J'ai souvent lu que le mieux était d'utiliser une glaise pourpre, zisha, souple et poreuse, pour arrondir les angles de ces thés. Je me suis acheté une telle théière et fait des tests. Le résultat ne m'a pas convenu. Efficace pour lisser certaines aspérités, ce "filtre" n'est cependant pas réglable et cela se fait aux dépends de détails et de certaines notes, ce qui me dérange ne serait-ce que philosophiquement : j'ai peur de passer à côté de plein de choses. Je ne prétends pas cependant que cette terre soit mauvaise. Je ne lui ai pas encore trouvé de domaine de prédilection. J'y reviendrai. Il est en effet toujours intéressant de pouvoir essayer un nouveau thé dans une telle théière.





Ensuite, j'ai essayé d'autres méthodes d'infusion, sans que rien ne me convienne vraiment. Ce que j'ai trouvé de mieux au bout du compte : le zhong. Comme quoi des fois il ne faut pas chercher bien loin... Comme d'habitude, les avantages de cet instrument sont multiples : on peut surveiller la liqueur, sa couleur, son odeur. Mais j'ai trouvé qu'en plus, ces wulong très torréfiés réagissaient particulièrement bien à la porcelaine. Ces thés déjà ronds n'ont rien à redouter de cet instrument qui accentue des fois les angles de certains thés trop fougueux. Les parfums sont rendus de façon très précise et quand on a sous la main un thé à la torréfaction très bien maitrisée, c'est un vrai bonheur.


Voici les détails de la préparation type que j'effectue pour ces thés :





Un dosage généraux, 4-5 grammes pour un zhong de 10cl. J'ai trouvé qu'il fallait mieux être généreux, pour éviter l'effet "café dilué" évoqué plus haut. Le dosage est actuellement au centre de mes réflexions. Je développerai plus dans un prochain billet.

J'utilise mon zhong de Terre de Chine pour ces thés, car c'est celui que je possède qui a les parois les plus épaisses et qui est donc susceptible de conserver au mieux la chaleur. Il faut si possible qu'il reste toujours chaud. De plus, les wulong supportent assez mal les interruptions d'après mon expérience, aussi il ne vaut mieux pas que le matériel refroidisse, ou alors il faut le repréchauffer. Je ne le fais que pour le zhong par contre et pas pour la cruche ni les tasses. J'aime boire mon thé à une température pas trop élevée, mon palais étant sensible à la chaleur, et je dois avouer qu'il m'arrive même de transvaser mon thé d'une tasse à une autre afin de le faire refroidir plus rapidement. Je perds peut-être des choses ce faisant, mais mes papilles sont plus précises à température plus faible.
- - -
> _Énoncé du problème 1_
Recopiez le passage du texte choisi qui s'ouvre sur les mots contenant « Un dosage généraux, 4-5 » et se referme sur « un prochain billet. ».
- - -
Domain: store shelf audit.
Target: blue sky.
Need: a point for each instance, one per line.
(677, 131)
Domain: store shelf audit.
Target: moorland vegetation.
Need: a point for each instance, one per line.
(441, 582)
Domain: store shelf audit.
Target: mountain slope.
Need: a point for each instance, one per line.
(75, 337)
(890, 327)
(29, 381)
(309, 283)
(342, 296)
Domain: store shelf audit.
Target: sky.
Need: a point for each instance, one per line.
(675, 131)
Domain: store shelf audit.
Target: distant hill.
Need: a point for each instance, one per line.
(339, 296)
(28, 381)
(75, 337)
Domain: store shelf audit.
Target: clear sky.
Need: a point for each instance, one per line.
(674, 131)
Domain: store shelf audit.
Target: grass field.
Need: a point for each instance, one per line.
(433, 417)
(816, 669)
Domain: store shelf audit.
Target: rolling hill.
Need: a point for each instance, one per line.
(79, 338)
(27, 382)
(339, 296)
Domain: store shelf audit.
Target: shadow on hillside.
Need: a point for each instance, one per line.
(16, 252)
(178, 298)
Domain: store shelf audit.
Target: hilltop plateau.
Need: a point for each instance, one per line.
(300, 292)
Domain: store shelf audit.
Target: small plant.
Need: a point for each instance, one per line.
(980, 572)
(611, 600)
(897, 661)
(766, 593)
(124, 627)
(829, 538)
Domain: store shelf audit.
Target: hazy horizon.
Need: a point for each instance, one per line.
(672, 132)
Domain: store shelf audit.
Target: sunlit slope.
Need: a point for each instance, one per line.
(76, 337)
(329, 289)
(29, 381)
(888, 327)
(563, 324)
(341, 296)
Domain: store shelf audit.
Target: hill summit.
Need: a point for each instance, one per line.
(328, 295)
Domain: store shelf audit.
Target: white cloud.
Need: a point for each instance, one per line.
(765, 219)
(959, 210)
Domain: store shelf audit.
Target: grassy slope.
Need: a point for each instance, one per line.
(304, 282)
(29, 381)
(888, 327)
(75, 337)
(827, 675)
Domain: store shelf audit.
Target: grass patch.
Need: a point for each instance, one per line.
- - -
> _Énoncé du problème 2_
Réécrivez intégralement chaque ligne de la liste ci-dessus, sans exception, en multipliant par 1,75 les coordonnées des points donnés en réponse. Arrondissez chaque résultat à l'entier le plus proche, les demis vers le haut.

> _Réponse complète 1_
Un dosage généraux, 4-5 grammes pour un zhong de 10cl. J'ai trouvé qu'il fallait mieux être généreux, pour éviter l'effet "café dilué" évoqué plus haut. Le dosage est actuellement au centre de mes réflexions. Je développerai plus dans un prochain billet.

> _Réponse complète 2_
Domain: store shelf audit.
Target: blue sky.
Need: a point for each instance, one per line.
(1185, 229)
Domain: store shelf audit.
Target: moorland vegetation.
Need: a point for each instance, one per line.
(772, 1019)
Domain: store shelf audit.
Target: mountain slope.
Need: a point for each instance, one per line.
(131, 590)
(1558, 572)
(51, 667)
(541, 495)
(599, 518)
Domain: store shelf audit.
Target: sky.
Need: a point for each instance, one per line.
(1181, 229)
Domain: store shelf audit.
Target: distant hill.
Need: a point for each instance, one per line.
(593, 518)
(49, 667)
(131, 590)
Domain: store shelf audit.
Target: clear sky.
Need: a point for each instance, one per line.
(1180, 229)
Domain: store shelf audit.
Target: grass field.
Need: a point for each instance, one per line.
(758, 730)
(1428, 1171)
Domain: store shelf audit.
Target: rolling hill.
Need: a point for each instance, one per line.
(138, 592)
(47, 669)
(593, 518)
Domain: store shelf audit.
Target: shadow on hillside.
Need: a point for each instance, one per line.
(28, 441)
(312, 522)
Domain: store shelf audit.
Target: hilltop plateau.
Need: a point for each instance, one per line.
(525, 511)
Domain: store shelf audit.
Target: small plant.
Need: a point for each instance, one per line.
(1715, 1001)
(1069, 1050)
(1570, 1157)
(1341, 1038)
(217, 1097)
(1451, 942)
Domain: store shelf audit.
Target: hazy horizon.
Need: a point for each instance, one per line.
(1176, 231)
Domain: store shelf audit.
Target: sunlit slope.
Need: a point for each instance, one per line.
(133, 590)
(576, 506)
(51, 667)
(1554, 572)
(985, 567)
(597, 518)
Domain: store shelf audit.
Target: hill summit.
Need: a point for each instance, one per line.
(574, 516)
Domain: store shelf audit.
Target: white cloud.
Need: a point for each instance, one per line.
(1339, 383)
(1678, 368)
Domain: store shelf audit.
Target: grassy slope.
Need: a point for each instance, one per line.
(532, 494)
(51, 667)
(1554, 572)
(131, 590)
(1447, 1181)
Domain: store shelf audit.
Target: grass patch.
Need: a point for each instance, one per line.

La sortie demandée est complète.